◆ Reading text ◆
************

Psalm 63 – Longing for Assembly

April 12, 2013

The ancient compilation Apostolic Constitutions (2.59) advises believers to gather for daily worship and to open their service with Psalm 63. Reflecting the same time period (ca. 400 CE), Chrysostom reports that believers sang this Psalm at the begining of their morning assemblies (Commentary on Psalms, cv. 63). It is still part of the communal daily morning prayers of the Greek Orthodox Church. The church, through this Psalm, has expressed the fervant yearning to assemble with the saints in the presence of God.

The use of the Psalm at morning gatherings is rooted in the Hebrew verb “seek.” The term projects an image of one who rises at dawn to seek God. The early Greek translation (LXX) rendered it, “I rise early for you.” In other words, God–or gathering with the saints to seek God–is the first thought on the mind when the Psalmist rises every morning. Our first thoughts, if we follow the model here, are about God. We rise to meet God. We yearn to meet with other believers to share in the prayers and praises.

The Psalm, however,  is set in the wilderness; it is prayed by one whose life is threatened by the wilderness or the circumstances that created the wilderness.  The wilderness is not only a concrete reality for the Psalmist but also a metaphor for the spiritual anxiety permeating the author’s soul. The felt need is deeply rooted in the psyche of the Psalmist. We hear the voice of lament in these opening lines.

Separated from community and from the presence of God at the sanctuary, the Psalmist thirsts for God’s presence like a parched wanderer in the desert. This yearning is so deeply felt that it is like an unquenched thirst. The deep need to experience God reverberates through the body; the spiritual desire has a somatic effect. The body trembles, even faints, due to the lack of spiritual nourishment.

This thirst, however, is not created merely by the seeming absence of God but by the concrete absence of community in the presence of God. It is the absence of assembly before God with other believers that spiritually troubles the Psalmist. Without assembly the Psalmist is restless, distressed, and dissatisfied.

So, what the Psalmist longs for is not an individual experience but a corporate one. The Psalmist longs for the sanctuary of God, the place where God dwells. Divine encounter is like a drink for a thirsty person; it is a satisfying meal of rich (fatty) food! Assembling for worship in the presence of God is spiritual nourishment.

The Psalmist remembers a time, and longs for future moments, when the glory of God was experienced. To “see” God–to behold divine power and glory–is an experiential metaphor. God is revealed in the congregational experience of worship. We hear, see, and taste God there.

Through such worship, the Psalmist learned to confess:  “your hesed (love) is better than life.” Believers confess this in the midst of worship and it is worship which forms and shapes that confession.  The early church heard this on the lips of its martyrs, but this is not simply about physical life or delieverance from death. Rather, it is fundamentally about a divine relationality who faithfully (loyally) loves. It is covenantal language. This love (covenant loyalty) or divine faithfulness is true life. Authentic life leans into that divine faithfulness and comittment. We confess through worship that God is the center of authentic life.

The experience of hesed in the temple (sanctuary) is a practical and spiritual obsession for the Psalmist. Nights are filled with meditations as well as the recognition that this hesed has perserved the Psalmist’s life in the wilderness. Consequently, praise falls from the lips as well as up-lifted palms. Both lips and hand express our worship.

************

◆ Required tasks ◆
• A. Answer these questions about the Psalm 63 text:
(i) How did the early Greek translation (LXX) render the Hebrew verb "seek"?
(ii) Which church still includes this Psalm in its communal daily morning prayers?
(iii) According to the final paragraph, what two things express our worship?
• B. Write a continuation of the text on Psalm 63, beginning right after its final sentence.
The lines after this text have nothing to do with it.

************

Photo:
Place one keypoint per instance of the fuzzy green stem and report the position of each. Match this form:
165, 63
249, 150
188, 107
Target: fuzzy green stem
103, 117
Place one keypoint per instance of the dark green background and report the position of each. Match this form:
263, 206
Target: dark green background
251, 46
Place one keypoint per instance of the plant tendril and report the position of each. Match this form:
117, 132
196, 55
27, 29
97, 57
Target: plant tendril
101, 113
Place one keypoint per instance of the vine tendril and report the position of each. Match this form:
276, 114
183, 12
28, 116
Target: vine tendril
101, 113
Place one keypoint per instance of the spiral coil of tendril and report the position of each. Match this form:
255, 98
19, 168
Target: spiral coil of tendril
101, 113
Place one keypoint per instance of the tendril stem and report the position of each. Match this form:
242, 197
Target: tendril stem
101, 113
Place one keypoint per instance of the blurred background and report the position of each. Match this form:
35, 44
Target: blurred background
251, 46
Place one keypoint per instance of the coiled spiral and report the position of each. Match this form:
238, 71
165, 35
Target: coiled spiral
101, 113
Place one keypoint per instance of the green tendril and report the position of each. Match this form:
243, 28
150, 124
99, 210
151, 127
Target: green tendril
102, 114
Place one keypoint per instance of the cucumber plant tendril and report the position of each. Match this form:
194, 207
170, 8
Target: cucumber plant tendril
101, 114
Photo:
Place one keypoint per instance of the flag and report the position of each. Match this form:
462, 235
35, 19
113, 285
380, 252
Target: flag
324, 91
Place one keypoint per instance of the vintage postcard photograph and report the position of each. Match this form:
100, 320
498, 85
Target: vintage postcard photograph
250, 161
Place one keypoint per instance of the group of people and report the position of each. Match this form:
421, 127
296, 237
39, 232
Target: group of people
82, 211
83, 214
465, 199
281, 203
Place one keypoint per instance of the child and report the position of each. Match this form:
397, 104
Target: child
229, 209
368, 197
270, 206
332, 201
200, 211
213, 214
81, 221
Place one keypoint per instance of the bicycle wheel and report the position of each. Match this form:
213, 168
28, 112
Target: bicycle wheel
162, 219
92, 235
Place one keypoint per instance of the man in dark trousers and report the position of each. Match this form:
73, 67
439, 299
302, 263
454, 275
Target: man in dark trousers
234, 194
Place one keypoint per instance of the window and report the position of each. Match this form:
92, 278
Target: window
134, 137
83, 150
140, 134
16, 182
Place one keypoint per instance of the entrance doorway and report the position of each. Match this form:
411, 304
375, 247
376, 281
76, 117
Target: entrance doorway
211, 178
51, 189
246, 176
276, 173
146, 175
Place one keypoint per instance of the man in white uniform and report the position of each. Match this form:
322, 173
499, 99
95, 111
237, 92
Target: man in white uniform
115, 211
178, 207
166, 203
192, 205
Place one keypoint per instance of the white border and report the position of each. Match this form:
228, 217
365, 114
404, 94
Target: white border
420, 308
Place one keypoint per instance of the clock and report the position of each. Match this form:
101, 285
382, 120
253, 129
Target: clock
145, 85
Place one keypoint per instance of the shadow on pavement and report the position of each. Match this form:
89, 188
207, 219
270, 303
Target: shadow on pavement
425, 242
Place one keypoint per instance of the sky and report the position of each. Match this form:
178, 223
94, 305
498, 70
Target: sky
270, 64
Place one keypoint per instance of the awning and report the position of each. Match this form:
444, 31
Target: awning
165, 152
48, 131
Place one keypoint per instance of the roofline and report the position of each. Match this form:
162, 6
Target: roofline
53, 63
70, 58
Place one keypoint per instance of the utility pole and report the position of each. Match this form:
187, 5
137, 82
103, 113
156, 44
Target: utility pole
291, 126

************

◆ Task-by-task results ◆
• A.
(i) "I rise early for you."
(ii) The Greek Orthodox Church.
(iii) Lips and hand.

• B.
Worship reminds us that God is with us. We rejoice under the shadow of God’s wings even as we sleep with our fears throughout the night. While the Psalmist is pursued by enemies, we are often pursued by our fears. Fear subverts faith; unbelief gives birth to fear. We often fail to trust.

The Psalmist expects those fears to dissipate as enemies disappear. Nan Merrill (Psalms for Praying, 116) offers this dynamic equivalent for contemporary readers of this Psalm. What the enemy was to the Psalmist is what our fears are to us. But worship–divine encounter–transforms fears. “The fears that seem to separate me from You shall be transformed and disappear; As they are faced, each fear is diminished; they shall be gone as in a dream when I awaken.”

We pursue God in the wilderness and we yearn for the satisfying feast–both drink and food–in which our restless souls find peace in union with God. To encounter God in the sanctuary as part of a community with other believers is to experience joy and satisfying peace.

This experience is not dependent upon how well the songs are sung or even which songs are sung. It is not dependent upon whether the service is “boring” or “exciting.” It is not even dependent upon the excellence of the leaders though we value the giftedness of the community. Rather, it is dependent upon the gracious presence of God who comes to us through the praises of the saints. Worship is authentic because God is present and not because we have performed so well.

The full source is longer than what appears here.